>> start Material for this exercise

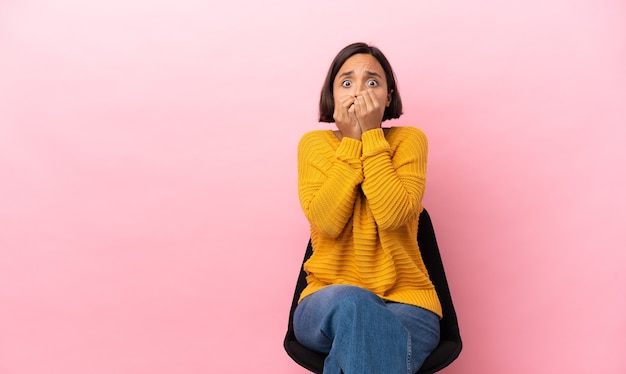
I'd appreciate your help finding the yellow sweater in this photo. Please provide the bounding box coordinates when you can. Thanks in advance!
[298,127,442,317]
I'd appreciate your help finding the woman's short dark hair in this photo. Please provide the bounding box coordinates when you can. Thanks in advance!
[320,43,402,122]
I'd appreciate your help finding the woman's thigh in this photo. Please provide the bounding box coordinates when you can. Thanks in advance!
[387,303,440,371]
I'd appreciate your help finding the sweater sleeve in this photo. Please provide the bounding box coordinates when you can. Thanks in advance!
[362,127,428,230]
[298,132,363,238]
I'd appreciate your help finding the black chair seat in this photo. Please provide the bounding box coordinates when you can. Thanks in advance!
[284,209,463,374]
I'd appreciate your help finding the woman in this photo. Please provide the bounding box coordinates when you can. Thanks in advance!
[294,43,441,374]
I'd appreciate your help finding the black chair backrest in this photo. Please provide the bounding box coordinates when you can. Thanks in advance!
[284,209,463,374]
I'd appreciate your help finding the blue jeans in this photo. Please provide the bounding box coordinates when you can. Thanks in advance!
[293,285,439,374]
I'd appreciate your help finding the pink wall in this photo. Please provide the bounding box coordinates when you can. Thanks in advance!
[0,0,626,374]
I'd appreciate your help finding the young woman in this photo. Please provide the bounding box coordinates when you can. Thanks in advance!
[294,43,441,374]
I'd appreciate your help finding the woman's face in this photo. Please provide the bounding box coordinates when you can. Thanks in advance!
[333,54,391,107]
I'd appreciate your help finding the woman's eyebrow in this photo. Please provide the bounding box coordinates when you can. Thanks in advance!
[366,71,382,78]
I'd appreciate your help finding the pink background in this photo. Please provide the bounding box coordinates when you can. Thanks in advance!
[0,0,626,374]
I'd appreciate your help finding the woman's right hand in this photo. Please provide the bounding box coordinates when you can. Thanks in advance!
[333,95,361,140]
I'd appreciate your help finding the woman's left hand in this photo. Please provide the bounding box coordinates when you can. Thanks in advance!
[354,89,385,133]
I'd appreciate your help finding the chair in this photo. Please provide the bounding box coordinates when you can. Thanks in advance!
[284,209,463,374]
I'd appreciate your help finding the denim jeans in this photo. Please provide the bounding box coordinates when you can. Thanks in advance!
[293,285,439,374]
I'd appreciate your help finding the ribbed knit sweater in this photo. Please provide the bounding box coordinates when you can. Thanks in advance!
[298,127,442,317]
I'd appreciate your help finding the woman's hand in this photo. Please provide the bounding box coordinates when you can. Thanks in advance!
[333,95,360,140]
[354,88,385,133]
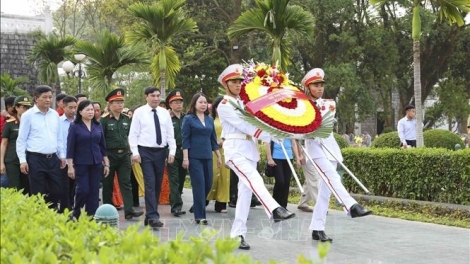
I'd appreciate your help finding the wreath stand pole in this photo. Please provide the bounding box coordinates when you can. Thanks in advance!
[320,139,371,195]
[279,140,304,194]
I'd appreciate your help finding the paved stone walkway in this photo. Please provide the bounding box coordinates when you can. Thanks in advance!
[119,189,470,264]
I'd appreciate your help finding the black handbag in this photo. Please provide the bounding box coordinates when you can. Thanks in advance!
[264,141,274,177]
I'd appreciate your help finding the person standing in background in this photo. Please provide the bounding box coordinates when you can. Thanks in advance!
[67,100,109,219]
[0,96,31,195]
[129,86,176,228]
[59,96,77,213]
[93,102,102,122]
[167,89,188,217]
[207,96,230,213]
[181,93,222,225]
[55,93,67,116]
[0,96,15,188]
[100,88,143,220]
[16,85,65,208]
[397,105,416,148]
[75,94,88,104]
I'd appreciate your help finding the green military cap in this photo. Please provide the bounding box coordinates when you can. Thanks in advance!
[166,89,183,103]
[13,95,31,106]
[160,98,166,107]
[106,88,124,102]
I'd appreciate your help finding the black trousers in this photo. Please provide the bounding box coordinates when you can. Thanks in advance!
[26,152,64,208]
[59,165,75,213]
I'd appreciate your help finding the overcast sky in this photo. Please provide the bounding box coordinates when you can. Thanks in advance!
[1,0,470,24]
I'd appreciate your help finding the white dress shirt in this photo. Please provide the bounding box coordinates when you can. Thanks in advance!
[397,116,416,144]
[129,104,176,156]
[305,98,343,162]
[217,96,271,162]
[16,105,65,163]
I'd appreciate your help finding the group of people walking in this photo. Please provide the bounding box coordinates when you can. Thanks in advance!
[1,64,372,249]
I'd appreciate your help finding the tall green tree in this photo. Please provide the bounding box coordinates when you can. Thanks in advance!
[371,0,470,147]
[227,0,313,71]
[28,33,76,101]
[0,73,28,98]
[126,0,197,97]
[76,30,147,96]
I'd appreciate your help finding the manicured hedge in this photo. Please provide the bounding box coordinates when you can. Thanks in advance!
[342,148,470,205]
[0,189,258,264]
[423,129,465,150]
[371,129,465,150]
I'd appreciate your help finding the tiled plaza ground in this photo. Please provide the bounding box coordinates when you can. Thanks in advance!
[115,189,470,264]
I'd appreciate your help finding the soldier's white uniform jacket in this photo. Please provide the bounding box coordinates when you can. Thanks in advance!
[305,98,343,163]
[217,95,271,162]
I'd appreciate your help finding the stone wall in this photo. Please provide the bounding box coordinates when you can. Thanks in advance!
[0,10,52,94]
[0,33,39,94]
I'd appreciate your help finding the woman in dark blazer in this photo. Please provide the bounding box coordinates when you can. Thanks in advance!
[67,100,109,219]
[181,93,222,225]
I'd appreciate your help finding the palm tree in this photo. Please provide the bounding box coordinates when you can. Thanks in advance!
[227,0,314,70]
[28,33,76,100]
[0,73,29,98]
[127,0,197,98]
[75,30,146,95]
[370,0,470,147]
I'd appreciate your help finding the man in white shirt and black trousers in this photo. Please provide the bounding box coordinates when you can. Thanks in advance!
[129,86,176,228]
[397,105,416,148]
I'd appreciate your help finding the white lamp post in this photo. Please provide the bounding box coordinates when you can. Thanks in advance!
[62,54,86,93]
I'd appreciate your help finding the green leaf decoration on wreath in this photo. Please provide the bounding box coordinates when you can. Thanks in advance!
[228,100,335,139]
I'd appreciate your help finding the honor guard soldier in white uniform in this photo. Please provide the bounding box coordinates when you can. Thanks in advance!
[302,68,372,242]
[217,64,295,249]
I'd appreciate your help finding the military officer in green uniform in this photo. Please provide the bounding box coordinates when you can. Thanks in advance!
[0,96,32,194]
[167,89,187,217]
[100,88,143,219]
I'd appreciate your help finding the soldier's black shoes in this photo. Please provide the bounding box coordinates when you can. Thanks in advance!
[312,230,333,242]
[144,218,163,228]
[124,211,144,220]
[349,204,372,218]
[273,207,295,223]
[196,219,209,225]
[238,236,250,250]
[173,210,186,217]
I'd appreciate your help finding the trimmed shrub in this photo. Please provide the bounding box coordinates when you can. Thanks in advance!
[333,133,349,149]
[371,129,465,150]
[423,129,465,150]
[371,131,400,148]
[342,148,470,205]
[0,188,259,264]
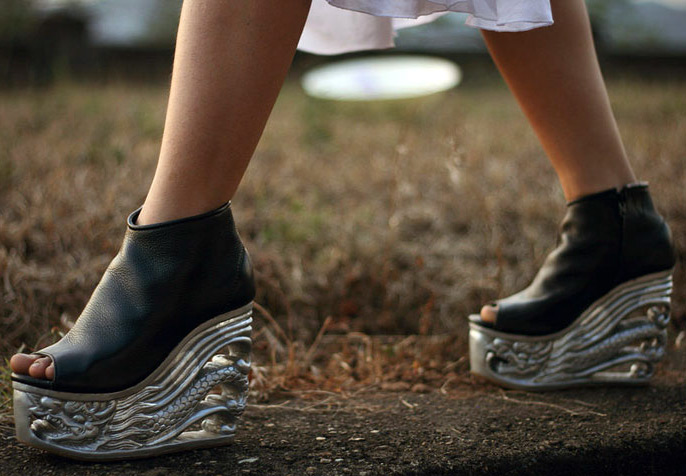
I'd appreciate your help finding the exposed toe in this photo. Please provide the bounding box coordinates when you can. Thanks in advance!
[479,303,498,324]
[29,357,54,379]
[10,354,40,375]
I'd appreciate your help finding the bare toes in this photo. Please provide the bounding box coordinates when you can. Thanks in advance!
[480,304,498,323]
[29,357,52,378]
[10,354,38,375]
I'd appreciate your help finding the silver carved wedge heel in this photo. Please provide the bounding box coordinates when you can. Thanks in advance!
[469,184,674,390]
[13,204,254,461]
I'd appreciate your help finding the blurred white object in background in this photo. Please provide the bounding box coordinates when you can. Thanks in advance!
[302,56,462,101]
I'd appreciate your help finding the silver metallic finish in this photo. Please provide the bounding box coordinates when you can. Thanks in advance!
[14,305,252,461]
[469,271,672,390]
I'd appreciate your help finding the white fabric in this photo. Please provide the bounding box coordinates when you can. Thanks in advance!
[298,0,553,55]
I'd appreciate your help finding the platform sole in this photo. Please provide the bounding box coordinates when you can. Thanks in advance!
[469,271,672,390]
[13,304,252,461]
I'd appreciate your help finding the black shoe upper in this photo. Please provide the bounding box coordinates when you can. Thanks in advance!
[12,203,255,393]
[471,184,675,335]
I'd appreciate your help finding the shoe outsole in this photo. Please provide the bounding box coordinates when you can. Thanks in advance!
[13,304,252,461]
[469,270,672,391]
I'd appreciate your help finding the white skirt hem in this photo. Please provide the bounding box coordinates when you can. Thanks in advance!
[298,0,553,55]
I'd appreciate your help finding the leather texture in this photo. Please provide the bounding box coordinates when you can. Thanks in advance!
[12,203,255,393]
[470,183,675,336]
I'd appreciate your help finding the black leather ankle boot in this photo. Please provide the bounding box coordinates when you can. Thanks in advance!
[12,203,255,460]
[470,184,675,388]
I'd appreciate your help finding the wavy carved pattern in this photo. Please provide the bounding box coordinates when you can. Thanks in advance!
[20,313,252,453]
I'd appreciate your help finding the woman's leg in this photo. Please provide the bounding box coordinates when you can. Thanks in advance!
[11,0,310,379]
[481,0,636,322]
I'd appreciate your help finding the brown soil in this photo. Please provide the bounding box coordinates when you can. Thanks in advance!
[0,375,686,476]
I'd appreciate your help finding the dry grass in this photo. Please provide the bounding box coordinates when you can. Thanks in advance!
[0,73,686,412]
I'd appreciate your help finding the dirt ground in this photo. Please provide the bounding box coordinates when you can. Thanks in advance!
[0,374,686,476]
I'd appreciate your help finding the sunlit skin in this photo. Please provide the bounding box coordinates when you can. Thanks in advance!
[10,0,635,379]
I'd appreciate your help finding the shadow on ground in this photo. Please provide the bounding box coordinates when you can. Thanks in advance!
[0,375,686,476]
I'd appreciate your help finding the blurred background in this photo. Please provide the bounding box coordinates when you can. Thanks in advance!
[0,0,686,408]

>> end Material for this exercise

§ Given instruction: Convert the entries from the line containing "I'd appreciate your help finding the shoe" through the end of the entries into a two-column CSV with the header text,coordinates. Give one row per entry, with its wording under text and its answer under coordinates, quote each field, and replace any line breaks with spaces.

§ Solution:
text,coordinates
"I'd appreciate your help finding the shoe outsole in this photo. Please provide the bounding box coordinates when you can. Thanks in advance!","[13,304,252,461] [469,270,672,391]"
"I'd appreciate your help finding the white skirt hem in this photo. Please provide the bounding box coordinates when you can. Thanks in advance!","[298,0,553,55]"
"I'd appreciate your help finding the leather texture in this photo. Please provide the bounding box coordinates when you can. Thanks in advance!","[12,203,255,393] [470,183,675,336]"
"I'd appreciate your help finding the black leather ankle boot in this photo. Please provide the bounding box coordinates when you can. Thanks in advance!","[12,203,255,460] [470,184,675,388]"
"I'd appreciate your help finding the wavy carved pattern in this photo. Please provide the bounding box coordinates when you can. Thanks in advance!","[20,313,252,453]"
"I'd appreciate your help finding the woman's leg in this photo. Please provide the bounding box coordinates when you can. Thanks in advance!","[11,0,310,379] [481,0,636,322]"
"I'd appreciate your help finding the brown soil in this photo. Please provide the bounding box coordinates when you can. Thanks in advance!","[0,375,686,476]"
"I'd appreciate your help finding the dry grass in this photo. Please provide the bounding box coordinates when you can. Thanks in advance!","[0,73,686,412]"
"I'd appreciate your help finding the dirt ground in this photo. Please provide the bounding box coordinates when you can. Thanks in advance!","[0,374,686,476]"
"I'd appreciate your help finding the sunlit skin in this photo. Please provide the bounding box coordinates when you can. Thanks in advance!","[10,0,635,379]"
"I'd appreciate your help finding the shadow on ground in this photo. Please provide the bounding box coordinates when you can. Thanks in advance!","[0,375,686,476]"
"I'd appreciate your help finding the blurred background in this photo. Please provide the bounding box coordinates when you can. Thanks in advance!","[0,0,686,408]"